Questions on the material ::
- 1) In the text on Trump and health care, why does the writer say the danger lies in the GOP's health care agenda rather than in a Trumpian vision? Answer in one to three sentences.
- 2) Continue the text on Trump and the Republican health care agenda, beginning after its last sentence.

Trump’s views on health care are inchoate, derivative, and largely irrelevant. While he has occasionally
praised the benefits of single-payer plans in the past (going so far as to laud the Canadian system and the Scottish NHS), he now
largely serves up typical conservative talking points.
The danger, therefore, is not in some unique Trumpian health care vision, but in the successful enactment of the GOP’s health care agenda: repealing major provisions of the Affordable Care Act (ACA) and/or replacing it with an ostensibly more market-driven system.
As Sarah Kliff
writes at
Vox, Republicans already passed a bill (vetoed by Obama) that would have repealed the major insurance coverage provisions in the ACA, which could potentially strip some
22 million people of health insurance.
This would be tantamount to a humanitarian disaster: suddenly wresting insurance from this many people could kill upwards of twenty thousand people a year (methods for this rough calculation are
here). And of course, such carnage would disproportionately affect the usual victims: the working class and racial minorities.
Whether Republicans would actually seek to pass such a bloodthirsty law, however, is unclear, and there are many reasons to be skeptical (it could be very politically damaging and adversely affect key health care industry players, to name just two).

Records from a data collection
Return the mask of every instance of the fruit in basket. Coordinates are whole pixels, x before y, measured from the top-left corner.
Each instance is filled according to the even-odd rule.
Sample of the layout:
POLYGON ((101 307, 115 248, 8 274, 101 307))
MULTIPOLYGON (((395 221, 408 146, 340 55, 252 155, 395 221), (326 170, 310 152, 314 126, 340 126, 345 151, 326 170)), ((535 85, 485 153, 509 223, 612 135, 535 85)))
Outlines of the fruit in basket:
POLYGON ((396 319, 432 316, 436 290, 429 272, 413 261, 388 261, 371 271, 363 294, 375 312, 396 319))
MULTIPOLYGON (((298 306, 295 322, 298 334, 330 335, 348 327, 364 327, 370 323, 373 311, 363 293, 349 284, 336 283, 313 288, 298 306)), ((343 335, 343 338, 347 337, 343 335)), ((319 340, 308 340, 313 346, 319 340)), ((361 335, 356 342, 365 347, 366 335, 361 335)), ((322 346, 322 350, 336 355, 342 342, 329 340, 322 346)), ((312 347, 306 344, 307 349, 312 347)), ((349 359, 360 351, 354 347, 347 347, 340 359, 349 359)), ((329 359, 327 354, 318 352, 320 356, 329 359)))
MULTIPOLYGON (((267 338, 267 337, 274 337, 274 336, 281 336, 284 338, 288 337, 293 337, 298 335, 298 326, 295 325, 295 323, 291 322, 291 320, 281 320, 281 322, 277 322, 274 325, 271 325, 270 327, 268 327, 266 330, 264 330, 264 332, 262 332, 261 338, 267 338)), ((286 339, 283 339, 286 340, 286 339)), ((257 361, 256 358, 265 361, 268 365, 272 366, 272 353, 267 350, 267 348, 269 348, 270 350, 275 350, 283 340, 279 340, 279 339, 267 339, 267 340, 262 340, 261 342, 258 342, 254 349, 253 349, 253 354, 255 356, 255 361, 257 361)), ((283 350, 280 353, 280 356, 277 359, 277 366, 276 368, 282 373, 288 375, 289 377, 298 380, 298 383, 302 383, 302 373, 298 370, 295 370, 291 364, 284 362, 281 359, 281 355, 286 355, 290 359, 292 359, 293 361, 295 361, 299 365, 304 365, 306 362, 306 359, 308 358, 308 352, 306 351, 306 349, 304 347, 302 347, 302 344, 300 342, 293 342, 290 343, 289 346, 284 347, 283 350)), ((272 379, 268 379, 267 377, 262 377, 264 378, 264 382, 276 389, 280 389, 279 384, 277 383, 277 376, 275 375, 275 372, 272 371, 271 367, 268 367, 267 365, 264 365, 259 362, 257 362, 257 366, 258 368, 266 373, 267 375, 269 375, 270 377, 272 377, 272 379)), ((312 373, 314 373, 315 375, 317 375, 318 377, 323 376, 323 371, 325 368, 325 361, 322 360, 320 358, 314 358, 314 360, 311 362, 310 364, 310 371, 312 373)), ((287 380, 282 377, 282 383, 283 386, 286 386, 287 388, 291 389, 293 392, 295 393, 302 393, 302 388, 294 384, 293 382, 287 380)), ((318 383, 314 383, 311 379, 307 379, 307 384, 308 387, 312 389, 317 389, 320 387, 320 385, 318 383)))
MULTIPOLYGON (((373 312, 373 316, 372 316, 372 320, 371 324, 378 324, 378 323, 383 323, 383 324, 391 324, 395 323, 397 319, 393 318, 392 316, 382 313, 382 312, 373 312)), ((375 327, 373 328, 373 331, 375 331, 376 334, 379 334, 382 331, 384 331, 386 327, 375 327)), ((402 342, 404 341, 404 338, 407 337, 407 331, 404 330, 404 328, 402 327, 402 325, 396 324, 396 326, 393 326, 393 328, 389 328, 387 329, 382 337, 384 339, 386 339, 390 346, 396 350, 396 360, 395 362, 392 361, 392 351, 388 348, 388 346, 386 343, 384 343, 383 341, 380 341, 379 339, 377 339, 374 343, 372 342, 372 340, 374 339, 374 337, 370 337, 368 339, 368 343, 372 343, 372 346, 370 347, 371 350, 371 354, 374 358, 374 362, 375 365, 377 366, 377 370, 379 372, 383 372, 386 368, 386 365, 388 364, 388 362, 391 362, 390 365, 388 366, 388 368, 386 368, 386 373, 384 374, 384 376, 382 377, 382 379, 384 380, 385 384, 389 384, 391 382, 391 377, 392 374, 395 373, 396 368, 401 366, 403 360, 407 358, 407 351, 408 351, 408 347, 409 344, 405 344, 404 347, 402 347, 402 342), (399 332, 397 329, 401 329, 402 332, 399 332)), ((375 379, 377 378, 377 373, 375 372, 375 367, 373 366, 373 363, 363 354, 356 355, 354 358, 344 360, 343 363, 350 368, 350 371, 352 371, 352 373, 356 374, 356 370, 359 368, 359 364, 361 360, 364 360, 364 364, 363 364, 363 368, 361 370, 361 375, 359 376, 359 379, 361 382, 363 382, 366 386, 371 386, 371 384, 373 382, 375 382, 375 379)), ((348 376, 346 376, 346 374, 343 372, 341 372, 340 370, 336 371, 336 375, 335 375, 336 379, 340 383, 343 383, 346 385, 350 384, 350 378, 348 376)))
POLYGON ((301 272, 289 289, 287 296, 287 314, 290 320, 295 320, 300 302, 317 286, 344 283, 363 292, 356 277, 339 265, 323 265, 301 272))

Answers for each item ::
- 1) The writer sees Trump's health care views as inchoate, derivative, and largely irrelevant. Although he once praised single-payer plans, he now mostly repeats typical conservative talking points. The real threat is therefore the GOP agenda of repealing major parts of the Affordable Care Act or replacing it with a more market-driven system.

- 2)
But at the very least, it seems probable that Republicans will attempt to roll back the ACA’s coverage expansion in some way, while at the same time “reforming” the system along conservative, market-based lines. For a taste of what they will likely pursue, unimpeded by Obama’s veto, we can turn to the
health care blueprint of Paul Ryan and the House Republicans.
Released in June, the thirty-seven-page document outlines a package of policy proposals — much of it based on long-established health care policy ideas — that would advance so-called “consumer-driven healthcare” (e.g. health-savings accounts), partially shred the health safety net, privatize Medicare, and increase profits for Big Pharma at the expense of public health.
Some of these ideas have bipartisan roots. For instance, Ryan and company want to limit the tax exclusion for employer-provided health insurance plans — a more drastic version of the ACA’s “Cadillac Tax,” which penalizes workers with more comprehensive health plans. In addition, the Republicans wish to promote and expand “workplace wellness” —
occasionally Orwellian programs that the ACA also favored.
At the same time, Ryan calls for weakening the ACA’s protections for those with pre-existing conditions (he’d only protect those who maintain continuous coverage), and undermining Medicaid coverage by reducing and restructuring federal funding and giving greater control to the states.
Perhaps most destructively, the GOP blueprint effectively advocates ending Medicare, by “transforming the benefit into a fully competitive market-based model” that it calls “premium support.”